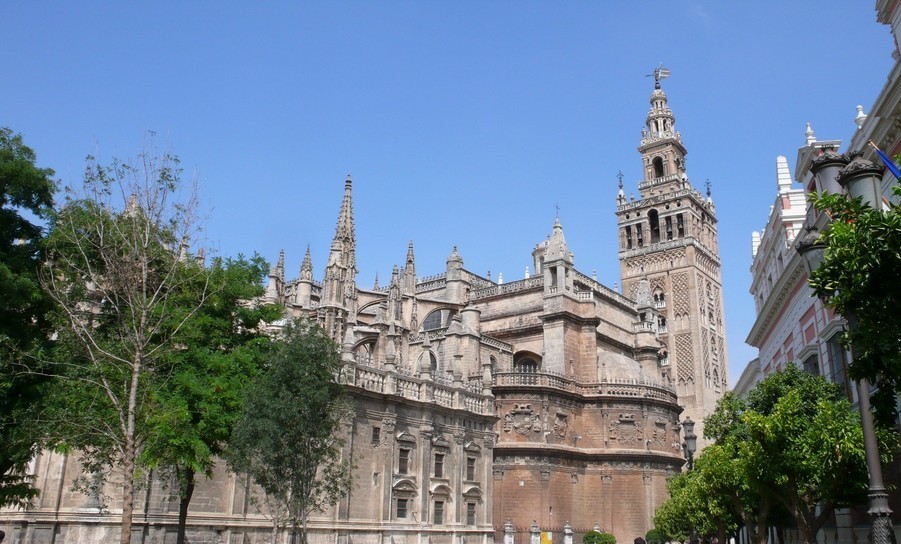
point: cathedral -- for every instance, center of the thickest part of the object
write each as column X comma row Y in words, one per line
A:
column 484, row 410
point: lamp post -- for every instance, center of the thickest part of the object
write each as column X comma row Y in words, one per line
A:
column 860, row 178
column 691, row 441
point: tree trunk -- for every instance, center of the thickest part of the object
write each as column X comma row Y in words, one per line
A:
column 128, row 463
column 128, row 490
column 186, row 491
column 303, row 528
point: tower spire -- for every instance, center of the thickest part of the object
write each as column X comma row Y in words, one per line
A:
column 339, row 291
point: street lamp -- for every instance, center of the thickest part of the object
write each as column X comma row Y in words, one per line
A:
column 691, row 441
column 861, row 178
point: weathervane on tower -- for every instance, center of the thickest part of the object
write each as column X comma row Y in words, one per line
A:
column 659, row 73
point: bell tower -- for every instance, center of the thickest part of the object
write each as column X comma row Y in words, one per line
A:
column 668, row 235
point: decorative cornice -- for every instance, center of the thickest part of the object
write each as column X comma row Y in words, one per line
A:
column 775, row 302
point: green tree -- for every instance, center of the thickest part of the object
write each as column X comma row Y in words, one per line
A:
column 731, row 470
column 859, row 275
column 26, row 196
column 220, row 349
column 653, row 536
column 807, row 445
column 595, row 537
column 289, row 440
column 116, row 268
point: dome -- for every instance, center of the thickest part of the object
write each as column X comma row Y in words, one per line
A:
column 616, row 368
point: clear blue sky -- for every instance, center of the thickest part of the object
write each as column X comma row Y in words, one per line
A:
column 462, row 122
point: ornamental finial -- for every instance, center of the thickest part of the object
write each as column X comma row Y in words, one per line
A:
column 659, row 73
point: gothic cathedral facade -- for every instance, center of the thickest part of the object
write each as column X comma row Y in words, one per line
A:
column 484, row 409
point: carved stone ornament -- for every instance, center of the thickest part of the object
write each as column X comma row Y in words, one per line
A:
column 626, row 430
column 560, row 425
column 388, row 423
column 522, row 419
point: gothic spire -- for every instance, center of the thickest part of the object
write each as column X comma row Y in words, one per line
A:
column 345, row 228
column 556, row 246
column 660, row 122
column 306, row 267
column 339, row 285
column 409, row 286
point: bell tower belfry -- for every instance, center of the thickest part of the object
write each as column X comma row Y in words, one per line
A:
column 668, row 235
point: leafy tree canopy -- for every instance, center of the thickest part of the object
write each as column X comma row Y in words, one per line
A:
column 290, row 437
column 860, row 276
column 26, row 197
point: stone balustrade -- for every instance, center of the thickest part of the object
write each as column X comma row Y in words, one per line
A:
column 643, row 326
column 495, row 343
column 440, row 390
column 505, row 288
column 593, row 284
column 622, row 388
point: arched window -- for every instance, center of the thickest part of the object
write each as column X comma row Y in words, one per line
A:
column 658, row 167
column 654, row 219
column 526, row 365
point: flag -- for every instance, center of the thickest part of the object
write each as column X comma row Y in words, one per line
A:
column 889, row 163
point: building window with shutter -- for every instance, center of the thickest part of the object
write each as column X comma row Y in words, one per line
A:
column 439, row 465
column 403, row 461
column 438, row 513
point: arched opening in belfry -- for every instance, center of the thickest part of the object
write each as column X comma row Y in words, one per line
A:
column 658, row 167
column 654, row 220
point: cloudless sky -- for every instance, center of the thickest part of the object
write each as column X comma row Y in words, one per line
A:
column 461, row 122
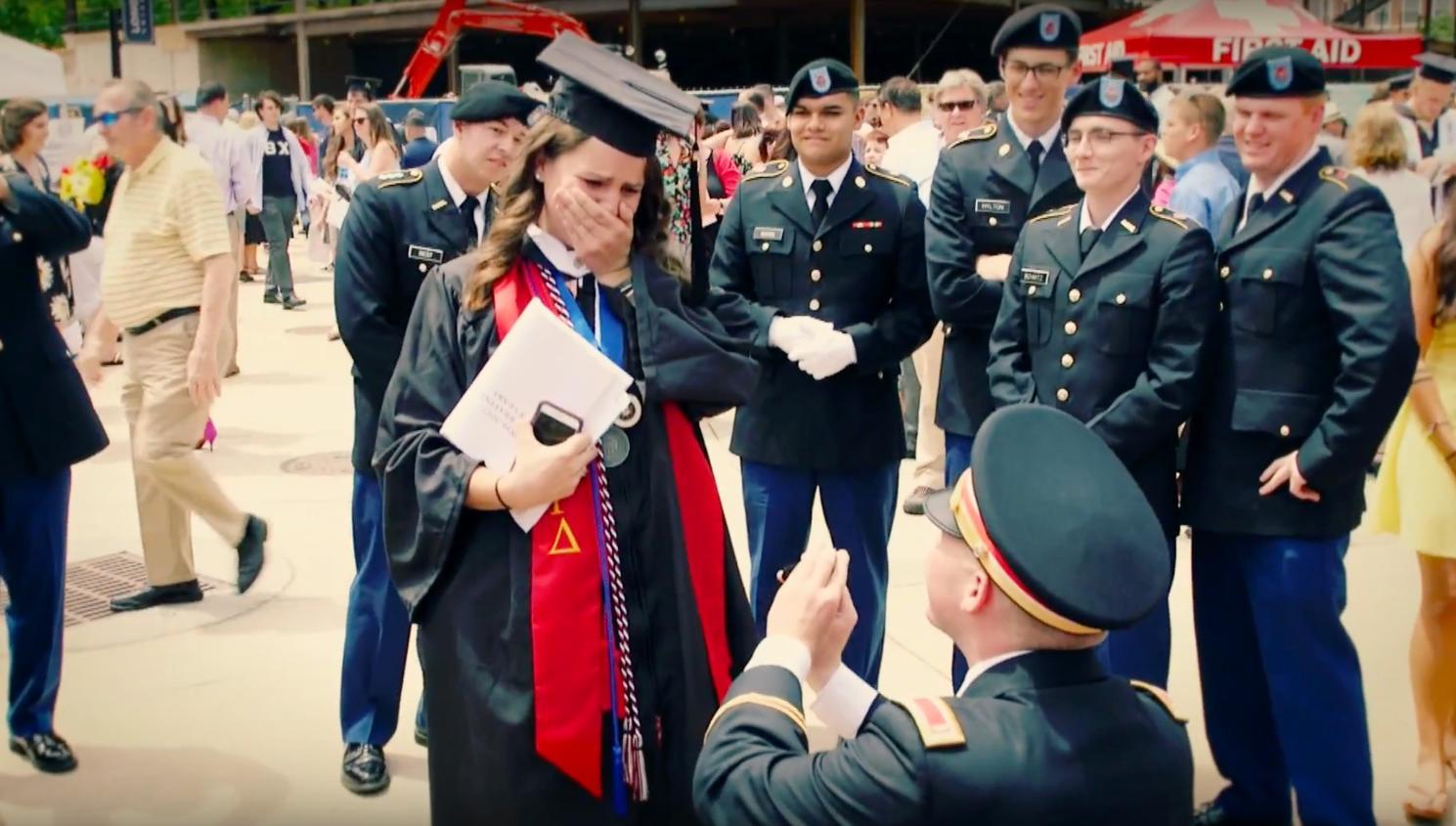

────────────────

PROMPT
Lay out all of the lines above as a Markdown table with two columns, "Row" for the row number and "Text" for the line. Skip blank lines and leave out the pictures.

CORRECT OUTPUT
| Row | Text |
|---|---|
| 1 | point: cathedral -- for every instance, center of the thickest part of the object |
| 2 | write each as column X comma row Y in words, one per line |
| 3 | A: |
| 4 | column 484, row 410 |
| 5 | point: lamp post -- for every instance, center of the thickest part of the object |
| 6 | write each as column X comma row Y in words, one per line |
| 7 | A: |
| 8 | column 860, row 178 |
| 9 | column 691, row 441 |
| 10 | point: tree trunk -- for every instance, center of the thickest part of the object |
| 11 | write each as column X comma row Y in words, one per line |
| 12 | A: |
| 13 | column 128, row 463 |
| 14 | column 128, row 490 |
| 15 | column 186, row 491 |
| 16 | column 303, row 528 |
| 17 | point: tower spire -- for every instance, center of the thickest part of the object |
| 18 | write each as column X comma row Y in words, one per line |
| 19 | A: |
| 20 | column 339, row 291 |
| 21 | point: street lamp -- for every instance, center of the thickest part of the object |
| 22 | write each as column X comma row Y in words, one per line |
| 23 | A: |
| 24 | column 691, row 441 |
| 25 | column 861, row 178 |
| 26 | point: weathervane on tower -- for every instance, center of the thickest part of the object |
| 27 | write each as column X comma row Y in words, one per line |
| 28 | A: |
| 29 | column 659, row 73 |
| 30 | point: bell tower -- for every instance, center of the thickest part of the object |
| 31 | write each as column X comma row Y in words, one per line |
| 32 | A: |
| 33 | column 668, row 235 |
| 34 | point: decorative cornice -- for every instance, center of the thickest part of the object |
| 35 | write each as column X comma row Y in words, one per line |
| 36 | A: |
| 37 | column 775, row 302 |
| 38 | point: green tree -- for every instance, center of the thickest part of the object |
| 39 | write each as column X comma row Y in words, one per line |
| 40 | A: |
| 41 | column 731, row 470 |
| 42 | column 859, row 275 |
| 43 | column 26, row 196 |
| 44 | column 220, row 349 |
| 45 | column 653, row 536 |
| 46 | column 807, row 445 |
| 47 | column 595, row 537 |
| 48 | column 289, row 440 |
| 49 | column 116, row 268 |
| 50 | point: dome -- for every instance, center of the thickest part of the object |
| 51 | write each as column X comma row Y in words, one per line |
| 52 | A: |
| 53 | column 616, row 368 |
| 54 | point: clear blue sky -- for every instance, center of the thickest part of the object |
| 55 | write each as column X comma row Y in words, one per line |
| 56 | A: |
| 57 | column 462, row 122 |
| 58 | point: ornamental finial -- for every instance, center of the thickest part of the object |
| 59 | write each as column X comma row Y in words, one per line |
| 60 | A: |
| 61 | column 659, row 73 |
| 62 | point: gothic cathedral facade -- for every instance, center of the thickest part of the object |
| 63 | write each as column X comma row Y in words, one per line |
| 64 | A: |
| 65 | column 484, row 409 |
| 66 | point: carved stone ornament -- for every instance, center of the thickest part of the object |
| 67 | write each as column X comma row Y in words, one per line |
| 68 | A: |
| 69 | column 626, row 430 |
| 70 | column 560, row 425 |
| 71 | column 388, row 423 |
| 72 | column 522, row 419 |
| 73 | point: gothic spire -- for every instance, center of the thickest part of the object |
| 74 | write each as column X comma row Y in words, one per line |
| 75 | A: |
| 76 | column 345, row 228 |
| 77 | column 556, row 246 |
| 78 | column 660, row 122 |
| 79 | column 306, row 267 |
| 80 | column 339, row 285 |
| 81 | column 409, row 286 |
| 82 | point: bell tower belfry -- for every instance, center of the thickest part of the object |
| 83 | write each as column X comma row Y in words, one per line |
| 84 | A: |
| 85 | column 668, row 235 |
| 86 | point: leafy tree canopy -- for every instance, center of the thickest part of the object |
| 87 | write each as column X comma row Y in words, one per line |
| 88 | A: |
| 89 | column 290, row 437 |
| 90 | column 860, row 276 |
| 91 | column 26, row 197 |
| 92 | point: stone balustrade -- for every instance, center of the thickest part of the object |
| 93 | write each as column X comma row Y in words, one per line |
| 94 | A: |
| 95 | column 643, row 326 |
| 96 | column 495, row 343 |
| 97 | column 440, row 390 |
| 98 | column 505, row 288 |
| 99 | column 593, row 284 |
| 100 | column 622, row 388 |
| 101 | point: arched window -- for every instance, center of the thickest part of the object |
| 102 | write each as column X comma row Y in words, one per line |
| 103 | A: |
| 104 | column 658, row 167 |
| 105 | column 654, row 219 |
| 106 | column 526, row 365 |
| 107 | point: flag -- for every instance, center of the thickest part of the object |
| 108 | write each as column X comma row Y in words, one per line |
| 109 | A: |
| 110 | column 889, row 163 |
| 111 | point: building window with shutter -- for every instance, center of the thickest part of the object |
| 112 | write each as column X comma row Y in words, one per line |
| 113 | A: |
| 114 | column 439, row 465 |
| 115 | column 403, row 461 |
| 116 | column 438, row 513 |
| 117 | point: arched opening in belfry -- for every instance, center of the thickest part of the object |
| 118 | write each as column X comma row Y in words, one per line |
| 119 | A: |
| 120 | column 658, row 167 |
| 121 | column 654, row 220 |
| 122 | point: cloudless sky -- for every instance, center of the thickest part of the object |
| 123 | write each as column X comma row Y in words, one per line |
| 124 | A: |
| 125 | column 461, row 122 |